- **PAGE EXCERPT**
Richard Glossip came close to execution in Oklahoma twice last month. The first time, the Oklahoma Court of Criminal Appeals granted him a stay to allow his lawyers to submit new evidence; but his ensuing appeal was quickly rejected by that court and the US Supreme Court. The second time he was already stripped to his underwear, ready to go into the execution chamber, when a doctor realized that one of the drugs was wrong. This was the third execution date that Glossip had been given this year, and the closest that he came to facing death; not surprisingly, the stress is evident. A fourth execution date was set for 37 days later – the prospect of another agony of waiting to be killed. Thankfully, this was overturned today – there will be no more executions in Oklahoma this year – but the likelihood of execution in the future remains real.
Willie Manning in Mississippi had ‘only’ one brush with execution, and that not quite as close as Glossip’s. But Willie’s one experience has scarred him: he has had difficulty orientating himself to cope with the immediate threats of death row and the anxiety that he might again have to endure the stress of awaiting a shameful, possibly painful, unwarranted execution. He has an insight that most of us, thankfully, will never have into Glossip’s predicament; he is more aware than most of the extremity of Glossip’s torture.

- **GIVEN REQUEST**
Repeat the passage on death-row execution dates word for word, from "Willie Manning in" to "of Glossip’s torture.".

- **DATA SEGMENT**
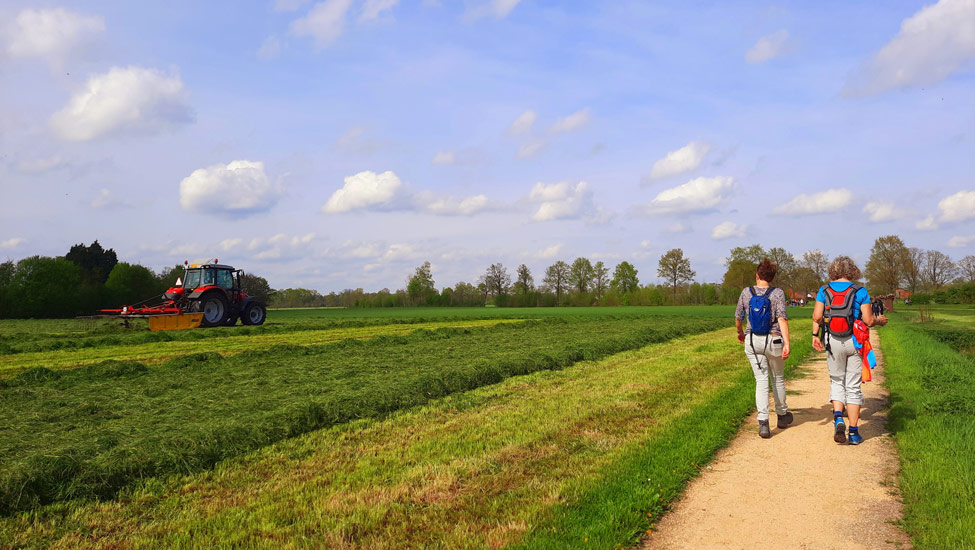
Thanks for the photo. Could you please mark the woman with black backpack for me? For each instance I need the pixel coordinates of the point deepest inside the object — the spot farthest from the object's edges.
(766, 340)
(840, 304)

- **RESPONSE BELOW**
Willie Manning in Mississippi had ‘only’ one brush with execution, and that not quite as close as Glossip’s. But Willie’s one experience has scarred him: he has had difficulty orientating himself to cope with the immediate threats of death row and the anxiety that he might again have to endure the stress of awaiting a shameful, possibly painful, unwarranted execution. He has an insight that most of us, thankfully, will never have into Glossip’s predicament; he is more aware than most of the extremity of Glossip’s torture.